Items listed in a dataset
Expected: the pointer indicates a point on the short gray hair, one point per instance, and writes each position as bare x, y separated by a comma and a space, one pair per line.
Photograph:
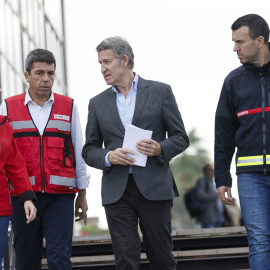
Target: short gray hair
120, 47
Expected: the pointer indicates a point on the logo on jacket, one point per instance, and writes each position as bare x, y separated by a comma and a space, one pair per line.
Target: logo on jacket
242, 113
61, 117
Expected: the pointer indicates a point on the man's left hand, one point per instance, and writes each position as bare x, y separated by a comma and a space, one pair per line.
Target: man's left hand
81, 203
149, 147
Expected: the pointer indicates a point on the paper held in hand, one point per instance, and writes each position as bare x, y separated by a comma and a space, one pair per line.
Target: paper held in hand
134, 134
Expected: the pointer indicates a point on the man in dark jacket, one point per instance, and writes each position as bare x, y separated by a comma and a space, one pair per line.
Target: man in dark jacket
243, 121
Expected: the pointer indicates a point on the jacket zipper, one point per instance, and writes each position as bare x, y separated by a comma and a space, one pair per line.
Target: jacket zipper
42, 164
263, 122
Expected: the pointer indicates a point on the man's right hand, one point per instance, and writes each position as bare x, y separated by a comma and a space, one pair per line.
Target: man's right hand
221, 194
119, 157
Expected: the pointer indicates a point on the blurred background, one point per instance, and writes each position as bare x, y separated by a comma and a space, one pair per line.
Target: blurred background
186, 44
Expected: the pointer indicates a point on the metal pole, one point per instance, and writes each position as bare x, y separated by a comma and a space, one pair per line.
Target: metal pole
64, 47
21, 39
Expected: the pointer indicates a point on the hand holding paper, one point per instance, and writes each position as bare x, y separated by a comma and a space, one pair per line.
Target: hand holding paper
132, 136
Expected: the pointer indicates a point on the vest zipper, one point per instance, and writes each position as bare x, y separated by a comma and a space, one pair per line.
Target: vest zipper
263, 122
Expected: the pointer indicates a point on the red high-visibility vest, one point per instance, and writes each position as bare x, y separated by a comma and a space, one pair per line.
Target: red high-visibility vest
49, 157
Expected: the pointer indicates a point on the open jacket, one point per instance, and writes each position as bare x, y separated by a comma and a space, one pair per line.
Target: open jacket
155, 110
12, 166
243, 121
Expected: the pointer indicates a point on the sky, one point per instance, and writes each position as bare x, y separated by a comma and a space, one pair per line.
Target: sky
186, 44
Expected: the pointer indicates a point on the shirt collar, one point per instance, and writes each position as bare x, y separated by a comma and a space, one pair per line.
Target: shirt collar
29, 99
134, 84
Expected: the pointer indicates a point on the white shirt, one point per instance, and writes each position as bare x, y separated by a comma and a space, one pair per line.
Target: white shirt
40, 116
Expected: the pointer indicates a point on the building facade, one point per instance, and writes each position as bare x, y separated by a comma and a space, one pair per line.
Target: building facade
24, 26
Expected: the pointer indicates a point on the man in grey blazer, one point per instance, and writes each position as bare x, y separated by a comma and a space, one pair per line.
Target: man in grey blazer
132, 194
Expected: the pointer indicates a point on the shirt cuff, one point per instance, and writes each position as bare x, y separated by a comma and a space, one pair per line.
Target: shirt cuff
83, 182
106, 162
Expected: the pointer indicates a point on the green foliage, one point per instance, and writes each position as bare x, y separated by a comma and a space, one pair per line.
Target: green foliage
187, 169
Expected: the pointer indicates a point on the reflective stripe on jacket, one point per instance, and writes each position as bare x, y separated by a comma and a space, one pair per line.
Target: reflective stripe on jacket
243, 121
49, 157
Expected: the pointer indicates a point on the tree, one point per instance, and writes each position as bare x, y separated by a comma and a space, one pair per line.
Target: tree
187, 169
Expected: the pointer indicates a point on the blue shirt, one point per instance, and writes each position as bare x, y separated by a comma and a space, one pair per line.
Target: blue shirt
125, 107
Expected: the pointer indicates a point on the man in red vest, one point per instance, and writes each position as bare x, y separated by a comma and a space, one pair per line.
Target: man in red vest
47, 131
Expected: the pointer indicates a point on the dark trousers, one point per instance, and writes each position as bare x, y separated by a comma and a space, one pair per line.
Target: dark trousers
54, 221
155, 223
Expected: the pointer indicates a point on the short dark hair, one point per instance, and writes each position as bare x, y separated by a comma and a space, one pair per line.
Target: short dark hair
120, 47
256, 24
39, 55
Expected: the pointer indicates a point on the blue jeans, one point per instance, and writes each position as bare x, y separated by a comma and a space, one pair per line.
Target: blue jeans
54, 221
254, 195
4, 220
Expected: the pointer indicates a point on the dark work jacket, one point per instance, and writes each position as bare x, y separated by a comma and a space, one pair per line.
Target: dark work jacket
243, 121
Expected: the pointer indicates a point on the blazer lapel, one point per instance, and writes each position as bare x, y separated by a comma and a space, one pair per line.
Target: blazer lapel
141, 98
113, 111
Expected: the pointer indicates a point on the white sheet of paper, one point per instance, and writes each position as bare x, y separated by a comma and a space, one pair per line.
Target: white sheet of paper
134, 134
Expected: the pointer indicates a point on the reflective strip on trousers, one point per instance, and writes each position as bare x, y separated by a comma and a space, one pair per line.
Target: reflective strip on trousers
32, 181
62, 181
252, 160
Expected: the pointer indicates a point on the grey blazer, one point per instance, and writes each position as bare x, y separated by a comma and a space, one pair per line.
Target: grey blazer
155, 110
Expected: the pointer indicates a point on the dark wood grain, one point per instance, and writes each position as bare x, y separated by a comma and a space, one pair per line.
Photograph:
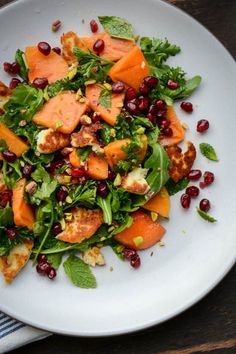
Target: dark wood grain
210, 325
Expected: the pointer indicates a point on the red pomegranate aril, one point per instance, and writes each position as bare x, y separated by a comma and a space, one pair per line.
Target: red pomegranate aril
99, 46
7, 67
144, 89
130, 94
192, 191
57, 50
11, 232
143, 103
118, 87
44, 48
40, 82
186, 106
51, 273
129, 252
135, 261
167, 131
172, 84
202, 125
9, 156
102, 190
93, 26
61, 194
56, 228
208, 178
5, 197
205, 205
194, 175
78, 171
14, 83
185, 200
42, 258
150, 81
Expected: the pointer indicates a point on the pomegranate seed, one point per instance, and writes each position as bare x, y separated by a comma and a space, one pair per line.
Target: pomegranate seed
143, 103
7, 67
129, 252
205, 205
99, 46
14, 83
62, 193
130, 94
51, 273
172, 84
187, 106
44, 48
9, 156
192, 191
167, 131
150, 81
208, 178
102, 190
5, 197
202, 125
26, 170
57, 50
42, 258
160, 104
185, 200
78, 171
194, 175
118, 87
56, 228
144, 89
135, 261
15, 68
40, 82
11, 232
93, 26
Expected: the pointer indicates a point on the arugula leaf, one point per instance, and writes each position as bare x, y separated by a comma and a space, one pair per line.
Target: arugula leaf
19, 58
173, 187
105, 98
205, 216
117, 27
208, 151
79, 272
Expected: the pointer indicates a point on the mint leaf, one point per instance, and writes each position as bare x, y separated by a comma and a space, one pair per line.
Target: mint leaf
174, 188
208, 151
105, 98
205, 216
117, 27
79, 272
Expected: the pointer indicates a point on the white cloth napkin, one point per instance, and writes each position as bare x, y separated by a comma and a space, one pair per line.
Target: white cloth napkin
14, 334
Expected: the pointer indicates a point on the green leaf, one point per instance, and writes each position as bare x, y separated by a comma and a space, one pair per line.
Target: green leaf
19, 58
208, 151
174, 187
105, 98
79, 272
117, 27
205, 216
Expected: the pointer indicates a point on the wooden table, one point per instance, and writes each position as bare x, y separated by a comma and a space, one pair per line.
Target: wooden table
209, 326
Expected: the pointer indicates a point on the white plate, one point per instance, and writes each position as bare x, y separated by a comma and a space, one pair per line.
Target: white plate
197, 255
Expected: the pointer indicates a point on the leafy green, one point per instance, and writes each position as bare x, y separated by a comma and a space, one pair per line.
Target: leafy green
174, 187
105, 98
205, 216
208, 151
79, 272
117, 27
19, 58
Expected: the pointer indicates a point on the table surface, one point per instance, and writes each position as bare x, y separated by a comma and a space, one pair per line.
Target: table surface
* * *
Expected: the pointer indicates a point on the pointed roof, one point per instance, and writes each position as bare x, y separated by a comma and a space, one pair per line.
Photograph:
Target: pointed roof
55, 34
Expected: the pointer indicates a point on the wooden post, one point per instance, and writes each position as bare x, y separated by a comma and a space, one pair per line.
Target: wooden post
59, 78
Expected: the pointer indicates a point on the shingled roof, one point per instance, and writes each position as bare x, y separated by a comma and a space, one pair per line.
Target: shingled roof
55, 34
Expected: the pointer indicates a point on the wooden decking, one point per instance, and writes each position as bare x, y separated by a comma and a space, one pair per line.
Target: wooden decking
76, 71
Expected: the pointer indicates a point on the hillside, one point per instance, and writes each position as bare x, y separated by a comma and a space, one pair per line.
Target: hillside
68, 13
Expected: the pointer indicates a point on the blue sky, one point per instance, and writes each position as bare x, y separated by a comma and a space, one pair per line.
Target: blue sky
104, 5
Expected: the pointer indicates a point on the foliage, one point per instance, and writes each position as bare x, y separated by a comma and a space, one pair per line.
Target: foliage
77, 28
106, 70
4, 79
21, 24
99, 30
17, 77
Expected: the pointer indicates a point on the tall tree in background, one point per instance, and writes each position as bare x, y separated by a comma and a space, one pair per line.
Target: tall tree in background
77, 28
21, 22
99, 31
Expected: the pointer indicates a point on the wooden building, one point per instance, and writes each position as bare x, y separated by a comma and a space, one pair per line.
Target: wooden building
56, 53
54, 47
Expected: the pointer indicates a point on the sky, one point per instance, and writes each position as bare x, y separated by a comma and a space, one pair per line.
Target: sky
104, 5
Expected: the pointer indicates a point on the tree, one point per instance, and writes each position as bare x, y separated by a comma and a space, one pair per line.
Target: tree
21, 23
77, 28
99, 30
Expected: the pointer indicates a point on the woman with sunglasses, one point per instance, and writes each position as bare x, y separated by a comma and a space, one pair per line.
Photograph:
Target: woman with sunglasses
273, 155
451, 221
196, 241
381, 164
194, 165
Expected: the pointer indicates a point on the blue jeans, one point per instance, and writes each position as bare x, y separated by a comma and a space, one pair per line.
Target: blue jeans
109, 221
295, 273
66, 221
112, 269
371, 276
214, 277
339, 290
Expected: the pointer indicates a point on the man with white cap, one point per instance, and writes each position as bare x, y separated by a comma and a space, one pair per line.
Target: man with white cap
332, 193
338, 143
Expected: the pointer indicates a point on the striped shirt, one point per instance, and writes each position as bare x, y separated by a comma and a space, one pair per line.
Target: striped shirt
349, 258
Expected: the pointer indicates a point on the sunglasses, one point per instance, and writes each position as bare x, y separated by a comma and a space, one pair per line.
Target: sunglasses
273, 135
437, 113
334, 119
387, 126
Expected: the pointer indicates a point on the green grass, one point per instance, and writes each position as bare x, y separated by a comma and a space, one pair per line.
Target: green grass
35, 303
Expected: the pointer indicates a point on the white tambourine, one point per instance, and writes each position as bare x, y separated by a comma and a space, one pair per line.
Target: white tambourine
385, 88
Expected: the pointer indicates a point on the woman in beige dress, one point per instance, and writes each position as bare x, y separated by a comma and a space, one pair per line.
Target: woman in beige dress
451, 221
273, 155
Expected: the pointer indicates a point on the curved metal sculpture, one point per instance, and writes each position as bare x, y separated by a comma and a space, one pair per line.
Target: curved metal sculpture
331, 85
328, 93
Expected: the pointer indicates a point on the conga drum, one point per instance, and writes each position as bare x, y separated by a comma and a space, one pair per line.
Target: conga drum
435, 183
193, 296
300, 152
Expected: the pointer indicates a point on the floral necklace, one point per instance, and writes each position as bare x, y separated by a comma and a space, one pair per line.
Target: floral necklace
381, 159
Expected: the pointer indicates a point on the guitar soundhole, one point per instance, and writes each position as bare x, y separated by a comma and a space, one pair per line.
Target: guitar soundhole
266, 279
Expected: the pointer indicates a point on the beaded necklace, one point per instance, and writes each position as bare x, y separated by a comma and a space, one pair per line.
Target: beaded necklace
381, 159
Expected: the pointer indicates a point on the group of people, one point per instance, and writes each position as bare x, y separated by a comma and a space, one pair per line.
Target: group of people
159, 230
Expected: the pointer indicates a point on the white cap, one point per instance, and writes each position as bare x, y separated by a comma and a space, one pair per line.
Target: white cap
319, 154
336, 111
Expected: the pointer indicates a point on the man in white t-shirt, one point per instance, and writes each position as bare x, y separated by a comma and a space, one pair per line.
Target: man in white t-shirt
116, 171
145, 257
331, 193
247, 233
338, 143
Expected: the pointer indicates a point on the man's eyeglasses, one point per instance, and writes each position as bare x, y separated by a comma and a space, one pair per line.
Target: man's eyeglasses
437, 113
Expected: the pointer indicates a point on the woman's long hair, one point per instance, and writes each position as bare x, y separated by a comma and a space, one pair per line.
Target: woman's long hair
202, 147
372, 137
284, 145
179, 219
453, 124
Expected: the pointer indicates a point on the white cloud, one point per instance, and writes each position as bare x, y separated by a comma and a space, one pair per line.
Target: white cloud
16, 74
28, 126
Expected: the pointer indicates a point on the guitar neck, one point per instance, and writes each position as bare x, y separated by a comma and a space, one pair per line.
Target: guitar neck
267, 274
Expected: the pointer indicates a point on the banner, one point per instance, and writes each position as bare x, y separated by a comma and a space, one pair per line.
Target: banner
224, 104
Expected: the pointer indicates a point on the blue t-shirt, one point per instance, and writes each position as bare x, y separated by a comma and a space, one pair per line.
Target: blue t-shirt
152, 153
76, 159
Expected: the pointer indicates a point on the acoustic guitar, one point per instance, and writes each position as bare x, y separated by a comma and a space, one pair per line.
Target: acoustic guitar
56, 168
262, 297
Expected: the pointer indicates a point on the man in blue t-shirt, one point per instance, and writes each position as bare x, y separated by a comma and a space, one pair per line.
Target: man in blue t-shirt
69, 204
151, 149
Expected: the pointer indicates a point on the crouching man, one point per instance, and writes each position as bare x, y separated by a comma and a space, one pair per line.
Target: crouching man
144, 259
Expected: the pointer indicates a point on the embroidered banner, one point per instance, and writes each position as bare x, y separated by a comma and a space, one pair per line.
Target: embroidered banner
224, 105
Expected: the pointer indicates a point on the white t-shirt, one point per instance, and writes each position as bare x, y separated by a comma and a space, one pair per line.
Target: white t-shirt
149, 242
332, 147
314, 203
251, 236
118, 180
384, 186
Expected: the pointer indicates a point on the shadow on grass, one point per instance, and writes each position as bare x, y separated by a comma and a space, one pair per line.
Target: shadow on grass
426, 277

§ **WHAT THE EXERCISE ASKS**
Where a line of the data holds "surface", show that line.

§ **TASK OUTPUT**
Expected: the pointer indicates a point on the table surface, one point per instance, and writes each position as bare x, y separated by a comma and a space, one pair per line.
Target: table surface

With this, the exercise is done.